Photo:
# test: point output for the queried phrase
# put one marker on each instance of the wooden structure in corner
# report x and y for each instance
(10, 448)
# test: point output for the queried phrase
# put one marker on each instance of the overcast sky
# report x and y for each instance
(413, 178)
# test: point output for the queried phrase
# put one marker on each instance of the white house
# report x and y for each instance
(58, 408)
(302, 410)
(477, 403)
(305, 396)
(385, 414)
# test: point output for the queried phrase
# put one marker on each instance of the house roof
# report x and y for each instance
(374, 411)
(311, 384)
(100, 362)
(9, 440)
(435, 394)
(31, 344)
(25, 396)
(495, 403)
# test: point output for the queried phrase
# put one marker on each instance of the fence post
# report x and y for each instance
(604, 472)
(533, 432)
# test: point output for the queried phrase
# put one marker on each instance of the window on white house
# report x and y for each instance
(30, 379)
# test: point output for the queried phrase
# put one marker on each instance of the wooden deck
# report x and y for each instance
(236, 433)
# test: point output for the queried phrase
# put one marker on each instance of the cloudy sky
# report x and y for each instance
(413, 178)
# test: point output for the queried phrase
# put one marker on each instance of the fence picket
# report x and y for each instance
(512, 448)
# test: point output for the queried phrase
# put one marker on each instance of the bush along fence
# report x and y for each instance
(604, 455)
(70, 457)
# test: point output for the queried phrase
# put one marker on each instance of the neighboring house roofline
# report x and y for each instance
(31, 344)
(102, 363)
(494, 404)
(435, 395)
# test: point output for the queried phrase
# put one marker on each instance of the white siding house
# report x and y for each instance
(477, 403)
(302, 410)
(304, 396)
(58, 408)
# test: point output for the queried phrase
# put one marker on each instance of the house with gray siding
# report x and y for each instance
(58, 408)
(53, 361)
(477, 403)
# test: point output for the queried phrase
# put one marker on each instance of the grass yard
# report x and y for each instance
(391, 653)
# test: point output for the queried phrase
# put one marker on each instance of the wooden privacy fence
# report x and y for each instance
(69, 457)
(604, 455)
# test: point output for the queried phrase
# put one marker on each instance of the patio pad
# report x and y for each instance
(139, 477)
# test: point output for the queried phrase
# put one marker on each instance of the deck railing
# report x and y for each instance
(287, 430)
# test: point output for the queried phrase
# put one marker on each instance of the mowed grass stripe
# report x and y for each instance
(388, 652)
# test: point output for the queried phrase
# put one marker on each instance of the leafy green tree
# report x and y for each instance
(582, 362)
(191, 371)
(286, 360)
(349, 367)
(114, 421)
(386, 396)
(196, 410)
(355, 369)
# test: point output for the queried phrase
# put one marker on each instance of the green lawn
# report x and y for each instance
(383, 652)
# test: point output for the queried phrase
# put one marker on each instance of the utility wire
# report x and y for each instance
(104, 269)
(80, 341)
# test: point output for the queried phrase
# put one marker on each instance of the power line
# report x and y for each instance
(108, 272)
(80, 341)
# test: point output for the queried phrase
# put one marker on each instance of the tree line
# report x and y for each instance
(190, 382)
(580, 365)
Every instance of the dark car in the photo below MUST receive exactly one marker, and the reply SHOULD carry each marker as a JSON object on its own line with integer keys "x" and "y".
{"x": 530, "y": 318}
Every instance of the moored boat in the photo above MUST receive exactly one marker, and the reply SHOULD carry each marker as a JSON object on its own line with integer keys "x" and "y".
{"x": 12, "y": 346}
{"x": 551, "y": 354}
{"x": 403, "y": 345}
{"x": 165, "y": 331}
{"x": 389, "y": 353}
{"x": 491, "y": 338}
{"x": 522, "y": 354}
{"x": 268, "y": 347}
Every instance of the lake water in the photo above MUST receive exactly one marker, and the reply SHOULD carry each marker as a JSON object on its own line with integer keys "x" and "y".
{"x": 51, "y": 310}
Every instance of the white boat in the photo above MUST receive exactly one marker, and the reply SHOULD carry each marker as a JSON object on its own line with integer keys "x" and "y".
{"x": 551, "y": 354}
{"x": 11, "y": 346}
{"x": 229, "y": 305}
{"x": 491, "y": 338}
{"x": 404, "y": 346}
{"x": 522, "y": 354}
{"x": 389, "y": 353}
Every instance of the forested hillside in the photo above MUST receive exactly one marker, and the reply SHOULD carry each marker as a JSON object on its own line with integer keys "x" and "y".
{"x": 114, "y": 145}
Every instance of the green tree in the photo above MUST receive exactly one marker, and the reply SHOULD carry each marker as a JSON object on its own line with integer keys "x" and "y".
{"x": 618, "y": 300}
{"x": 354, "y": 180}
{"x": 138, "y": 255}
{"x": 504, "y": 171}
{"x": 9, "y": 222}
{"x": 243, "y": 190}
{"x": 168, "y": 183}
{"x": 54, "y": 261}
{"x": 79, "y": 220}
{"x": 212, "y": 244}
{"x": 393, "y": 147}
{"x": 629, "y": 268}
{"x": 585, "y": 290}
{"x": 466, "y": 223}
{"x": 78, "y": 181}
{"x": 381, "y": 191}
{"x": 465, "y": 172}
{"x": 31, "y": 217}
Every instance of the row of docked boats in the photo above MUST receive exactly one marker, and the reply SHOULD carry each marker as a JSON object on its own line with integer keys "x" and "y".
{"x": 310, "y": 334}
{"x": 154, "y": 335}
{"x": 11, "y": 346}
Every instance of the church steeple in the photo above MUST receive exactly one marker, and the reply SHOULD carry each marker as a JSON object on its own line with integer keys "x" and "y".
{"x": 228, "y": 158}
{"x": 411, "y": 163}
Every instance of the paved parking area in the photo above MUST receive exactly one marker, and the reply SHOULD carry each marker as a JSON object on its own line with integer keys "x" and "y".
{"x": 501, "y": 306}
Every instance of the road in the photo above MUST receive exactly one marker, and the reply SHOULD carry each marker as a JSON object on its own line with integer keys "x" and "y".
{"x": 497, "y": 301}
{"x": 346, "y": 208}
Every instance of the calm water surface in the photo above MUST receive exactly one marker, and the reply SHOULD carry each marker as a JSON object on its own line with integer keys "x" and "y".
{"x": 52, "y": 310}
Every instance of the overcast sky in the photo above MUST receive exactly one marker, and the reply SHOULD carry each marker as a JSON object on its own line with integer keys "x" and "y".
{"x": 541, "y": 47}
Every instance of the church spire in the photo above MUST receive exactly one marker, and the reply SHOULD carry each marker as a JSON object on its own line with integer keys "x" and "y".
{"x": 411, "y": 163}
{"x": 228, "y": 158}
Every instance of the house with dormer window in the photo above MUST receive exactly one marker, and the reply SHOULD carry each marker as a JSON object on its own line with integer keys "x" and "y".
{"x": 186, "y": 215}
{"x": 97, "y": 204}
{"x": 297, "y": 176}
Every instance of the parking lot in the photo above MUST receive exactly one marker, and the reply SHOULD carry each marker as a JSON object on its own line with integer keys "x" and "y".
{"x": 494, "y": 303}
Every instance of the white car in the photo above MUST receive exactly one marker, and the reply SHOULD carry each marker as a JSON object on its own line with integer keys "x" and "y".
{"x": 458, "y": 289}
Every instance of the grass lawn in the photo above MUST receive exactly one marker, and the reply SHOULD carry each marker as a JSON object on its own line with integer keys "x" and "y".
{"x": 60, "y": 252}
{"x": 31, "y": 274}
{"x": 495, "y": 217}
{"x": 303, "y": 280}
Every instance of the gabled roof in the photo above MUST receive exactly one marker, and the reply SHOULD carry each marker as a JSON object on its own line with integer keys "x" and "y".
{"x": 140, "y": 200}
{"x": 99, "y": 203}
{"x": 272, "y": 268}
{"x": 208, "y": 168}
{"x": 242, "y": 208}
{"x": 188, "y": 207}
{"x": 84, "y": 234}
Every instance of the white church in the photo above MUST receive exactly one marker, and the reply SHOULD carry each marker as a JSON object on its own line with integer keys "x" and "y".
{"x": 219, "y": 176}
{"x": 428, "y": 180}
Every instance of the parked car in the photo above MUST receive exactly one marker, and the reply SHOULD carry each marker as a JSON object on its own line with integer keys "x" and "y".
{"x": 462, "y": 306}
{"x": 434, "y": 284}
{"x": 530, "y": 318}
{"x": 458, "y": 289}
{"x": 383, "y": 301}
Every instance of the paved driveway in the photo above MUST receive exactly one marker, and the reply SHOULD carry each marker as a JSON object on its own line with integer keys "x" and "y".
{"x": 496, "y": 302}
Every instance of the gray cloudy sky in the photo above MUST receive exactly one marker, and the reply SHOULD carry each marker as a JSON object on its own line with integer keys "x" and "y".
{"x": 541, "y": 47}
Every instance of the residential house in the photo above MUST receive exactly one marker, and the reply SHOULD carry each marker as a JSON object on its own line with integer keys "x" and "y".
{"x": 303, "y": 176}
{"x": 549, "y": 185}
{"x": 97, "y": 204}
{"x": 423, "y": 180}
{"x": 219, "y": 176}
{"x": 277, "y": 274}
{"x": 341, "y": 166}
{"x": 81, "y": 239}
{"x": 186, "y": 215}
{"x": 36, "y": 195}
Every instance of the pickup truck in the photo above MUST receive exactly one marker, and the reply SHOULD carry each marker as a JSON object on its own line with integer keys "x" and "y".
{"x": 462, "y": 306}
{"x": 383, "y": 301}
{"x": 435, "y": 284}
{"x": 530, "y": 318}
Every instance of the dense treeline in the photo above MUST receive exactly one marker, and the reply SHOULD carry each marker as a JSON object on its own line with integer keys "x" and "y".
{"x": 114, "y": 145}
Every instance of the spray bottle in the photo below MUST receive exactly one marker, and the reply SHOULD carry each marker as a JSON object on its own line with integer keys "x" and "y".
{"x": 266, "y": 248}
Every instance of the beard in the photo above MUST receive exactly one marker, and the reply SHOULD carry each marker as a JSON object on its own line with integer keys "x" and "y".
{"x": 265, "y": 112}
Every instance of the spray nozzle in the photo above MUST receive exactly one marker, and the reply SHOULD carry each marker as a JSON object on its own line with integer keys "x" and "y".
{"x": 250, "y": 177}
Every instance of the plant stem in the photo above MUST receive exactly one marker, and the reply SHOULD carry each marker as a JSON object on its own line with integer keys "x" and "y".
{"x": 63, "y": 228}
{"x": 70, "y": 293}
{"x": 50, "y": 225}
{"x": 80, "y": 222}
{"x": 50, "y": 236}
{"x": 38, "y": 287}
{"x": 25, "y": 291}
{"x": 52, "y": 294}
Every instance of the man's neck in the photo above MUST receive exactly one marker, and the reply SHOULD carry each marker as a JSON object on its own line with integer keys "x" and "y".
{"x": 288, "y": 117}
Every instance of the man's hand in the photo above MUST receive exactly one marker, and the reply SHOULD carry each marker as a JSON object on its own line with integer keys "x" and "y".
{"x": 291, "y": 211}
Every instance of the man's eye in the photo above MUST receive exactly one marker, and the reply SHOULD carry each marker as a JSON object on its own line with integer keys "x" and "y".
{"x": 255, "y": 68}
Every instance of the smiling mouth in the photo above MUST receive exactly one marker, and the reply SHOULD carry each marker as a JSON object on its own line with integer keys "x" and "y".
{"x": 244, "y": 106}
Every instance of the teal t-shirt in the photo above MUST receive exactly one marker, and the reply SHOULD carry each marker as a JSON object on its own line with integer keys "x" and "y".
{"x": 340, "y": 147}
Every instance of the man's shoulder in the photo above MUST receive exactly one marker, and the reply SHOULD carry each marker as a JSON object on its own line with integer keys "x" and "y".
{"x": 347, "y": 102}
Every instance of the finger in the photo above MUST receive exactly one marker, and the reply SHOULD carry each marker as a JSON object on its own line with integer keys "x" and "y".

::::

_TASK GOAL_
How many of the lines above include the word "siding"? Respond with the number alone.

_SOLUTION FOR THIS TASK_
2